■ DOCUMENT PASSAGE
"""

- Ian D. Caterson
- Aust Prescr 2006;29:43-7
- 1 April 2006
- DOI: 10.18773/austprescr.2006.027
Obesity treatment is effective and moderate weight losses can be maintained for 4 - 5 years. Even small weight losses are effective in preventing diabetes, improving the control of diabetes and improving the cardiovascular risk profile. They also improve mobility, sleep apnoea and general well-being. There is a place for pharmacotherapy but drugs must be used in conjunction with a behavioural change (lifestyle) program. Pharmacotherapy (currently orlistat and sibutramine are available) used for 2 - 4 years can help to maintain weight loss, but the ideal duration of such therapy is uncertain. When pharmacotherapy is ceased some weight will be regained. This regain generally results in the weight increasing to the weight that would have been achieved by effective lifestyle programs. Other therapies such as very low calorie diets and obesity surgery also produce long-term successful weight loss.
In the six years since an article on 'Obesity management' appeared in Australian Prescriber, a great deal has changed. Obesity is now recognised as a major health and social issue. The importance of obesity in the production of disease is acknowledged in the technical report of the World Health Organization (WHO)1and the more recent clinical practice guidelines produced by the National Health and Medical Research Council.23 An important advance is the recognition that small weight losses (5 kg or so) can have major effects on cardiovascular risk factors and the incidence of diabetes. In addition, there are more effective weight management programs, and a greater understanding of many aspects of obesity (including genes and obesity, the effects of obesity and the role of adipose tissue).

"""

■ PROBLEM SET
• a. Decide whether each statement agrees with the obesity treatment passage, answering yes or no and quoting the words that settle it: (i) Orlistat and sibutramine are currently available for pharmacotherapy. (ii) The ideal length of drug therapy for obesity is known. (iii) Drugs for obesity may be used on their own, without a lifestyle program.
• b. Using the obesity treatment passage, answer each question briefly.
(i) For how many years can moderate weight losses be maintained?
(ii) How many years have passed since the earlier article on 'Obesity management' appeared in Australian Prescriber?
(iii) What amount is given as a small weight loss?

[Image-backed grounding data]
"""

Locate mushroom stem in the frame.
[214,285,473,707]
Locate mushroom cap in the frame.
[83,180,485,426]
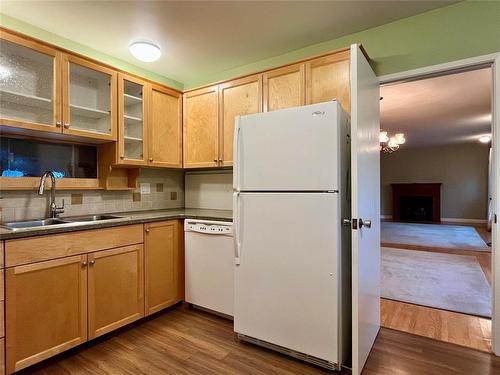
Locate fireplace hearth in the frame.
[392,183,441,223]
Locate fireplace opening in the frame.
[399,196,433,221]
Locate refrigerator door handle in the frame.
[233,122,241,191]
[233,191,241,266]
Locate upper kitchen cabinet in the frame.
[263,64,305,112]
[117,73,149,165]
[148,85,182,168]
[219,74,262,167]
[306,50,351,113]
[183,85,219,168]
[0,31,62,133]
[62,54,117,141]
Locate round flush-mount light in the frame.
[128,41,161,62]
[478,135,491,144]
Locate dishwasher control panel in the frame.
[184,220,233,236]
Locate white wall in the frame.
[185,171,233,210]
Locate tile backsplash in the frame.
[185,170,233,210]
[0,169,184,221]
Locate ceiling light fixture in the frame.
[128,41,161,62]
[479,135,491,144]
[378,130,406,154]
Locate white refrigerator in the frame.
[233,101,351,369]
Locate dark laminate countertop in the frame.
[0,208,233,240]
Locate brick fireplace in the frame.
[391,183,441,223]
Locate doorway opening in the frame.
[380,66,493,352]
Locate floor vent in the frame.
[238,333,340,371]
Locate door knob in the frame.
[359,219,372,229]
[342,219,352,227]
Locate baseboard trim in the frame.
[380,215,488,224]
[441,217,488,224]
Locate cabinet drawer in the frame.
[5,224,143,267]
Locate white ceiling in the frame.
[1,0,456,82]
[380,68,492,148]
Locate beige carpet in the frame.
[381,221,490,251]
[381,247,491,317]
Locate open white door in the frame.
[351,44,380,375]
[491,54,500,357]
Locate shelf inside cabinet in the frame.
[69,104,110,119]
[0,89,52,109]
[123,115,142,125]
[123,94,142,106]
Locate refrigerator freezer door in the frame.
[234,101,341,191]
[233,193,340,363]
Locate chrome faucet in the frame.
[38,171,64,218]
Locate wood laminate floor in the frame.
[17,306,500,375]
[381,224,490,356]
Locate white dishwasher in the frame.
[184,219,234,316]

"""

■ ANSWERS BY ITEM NUMBER
• a.
(i) Yes: "currently orlistat and sibutramine are available"
(ii) No: "the ideal duration of such therapy is uncertain"
(iii) No: "drugs must be used in conjunction with a behavioural change (lifestyle) program"

• b.
(i) 4 - 5 years
(ii) Six years
(iii) 5 kg or so